— start of Provided information —

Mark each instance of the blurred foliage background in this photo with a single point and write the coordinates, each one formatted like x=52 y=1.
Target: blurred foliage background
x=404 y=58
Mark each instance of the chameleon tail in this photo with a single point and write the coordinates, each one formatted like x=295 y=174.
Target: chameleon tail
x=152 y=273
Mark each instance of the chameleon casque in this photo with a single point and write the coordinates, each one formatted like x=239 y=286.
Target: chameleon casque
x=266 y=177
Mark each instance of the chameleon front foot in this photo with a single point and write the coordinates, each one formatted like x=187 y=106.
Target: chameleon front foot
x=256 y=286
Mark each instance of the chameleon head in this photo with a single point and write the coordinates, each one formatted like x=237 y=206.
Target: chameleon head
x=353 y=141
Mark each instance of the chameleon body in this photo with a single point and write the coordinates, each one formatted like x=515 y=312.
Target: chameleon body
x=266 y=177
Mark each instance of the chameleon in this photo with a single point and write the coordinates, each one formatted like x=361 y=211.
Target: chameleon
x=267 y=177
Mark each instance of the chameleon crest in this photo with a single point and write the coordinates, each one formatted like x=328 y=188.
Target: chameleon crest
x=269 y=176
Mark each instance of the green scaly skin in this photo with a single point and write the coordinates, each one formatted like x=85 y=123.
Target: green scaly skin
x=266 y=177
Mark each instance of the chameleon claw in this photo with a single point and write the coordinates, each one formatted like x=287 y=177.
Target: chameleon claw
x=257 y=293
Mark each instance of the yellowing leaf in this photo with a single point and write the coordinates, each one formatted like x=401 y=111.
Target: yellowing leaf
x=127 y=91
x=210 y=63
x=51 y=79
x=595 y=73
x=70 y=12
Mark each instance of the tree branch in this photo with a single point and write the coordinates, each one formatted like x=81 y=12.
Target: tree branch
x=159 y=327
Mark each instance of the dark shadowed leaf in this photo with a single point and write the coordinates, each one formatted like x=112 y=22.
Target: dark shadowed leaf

— end of Provided information —

Task = Copy all of the rows above, keeping every character the same.

Worked answer =
Mark each instance of the blurred foliage background in this photo with a single point and write the coordinates, each one formatted like x=52 y=1.
Target: blurred foliage background
x=404 y=58
Mark each instance of the chameleon tail in this photo with a single point and write the coordinates, each one formatted like x=295 y=174.
Target: chameleon tail
x=152 y=273
Mark each instance of the chameleon casque in this photo with a single point and write the coordinates, each one formatted like x=239 y=286.
Target: chameleon casque
x=266 y=177
Mark each instance of the chameleon front foot in this photo with a single point and write the coordinates, each one formatted like x=187 y=106.
Target: chameleon front foot
x=256 y=286
Mark each instance of the chameleon head in this photo with a single point and write the coordinates, each one formatted like x=237 y=206.
Target: chameleon head
x=353 y=141
Mark each instance of the chameleon body in this photo with a single point and write the coordinates, each one formatted like x=515 y=312.
Target: chameleon body
x=266 y=177
Mark each instance of the chameleon in this photo with a single point and write the coordinates, each one formatted like x=361 y=211.
Target: chameleon
x=267 y=177
Mark each instance of the chameleon crest in this photo with a single point and write the coordinates, each one formatted like x=328 y=188.
Target: chameleon crest
x=269 y=176
Mark each instance of the green scaly skin in this photo with a single point and write the coordinates, each one formatted like x=85 y=123.
Target: green scaly skin
x=266 y=177
Mark each instance of the chameleon claw in this photo with a single point and write the coordinates, each one formatted like x=287 y=177.
Target: chameleon claw
x=257 y=293
Mark each instance of the yellowing leaf in this photo with a single point and write the coordinates, each one formatted like x=401 y=111.
Target: yellowing leaf
x=127 y=91
x=210 y=63
x=51 y=79
x=595 y=73
x=70 y=12
Mark each instance of the tree branch in this photo with a single point and write the coordinates, each one formatted like x=81 y=12.
Target: tree branch
x=159 y=327
Mark each instance of the dark shadowed leaf in this photo with a single point and write the coordinates, each one formatted like x=112 y=22.
Target: dark shadowed leaf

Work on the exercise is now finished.